(OBJECTIVE):
Render all of the data above as a Markdown table with two columns, Row and Line. Put each non-blank line in its own row with its number, and leave out blank lines.
=-=-=-=-=
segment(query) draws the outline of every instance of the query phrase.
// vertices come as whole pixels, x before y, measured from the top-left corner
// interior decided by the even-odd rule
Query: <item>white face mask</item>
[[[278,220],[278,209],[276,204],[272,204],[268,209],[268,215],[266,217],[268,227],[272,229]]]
=-=-=-=-=
(COMPLETED TASK):
| Row | Line |
|---|---|
| 1 | segment(query) draws the outline of every instance of the query phrase. |
| 2 | // vertices come as whole pixels, x before y, measured from the top-left corner |
| 3 | // interior decided by the even-odd rule |
| 4 | Query: <item>white face mask</item> |
| 5 | [[[278,220],[278,209],[276,204],[272,204],[268,209],[268,215],[266,217],[268,227],[272,229]]] |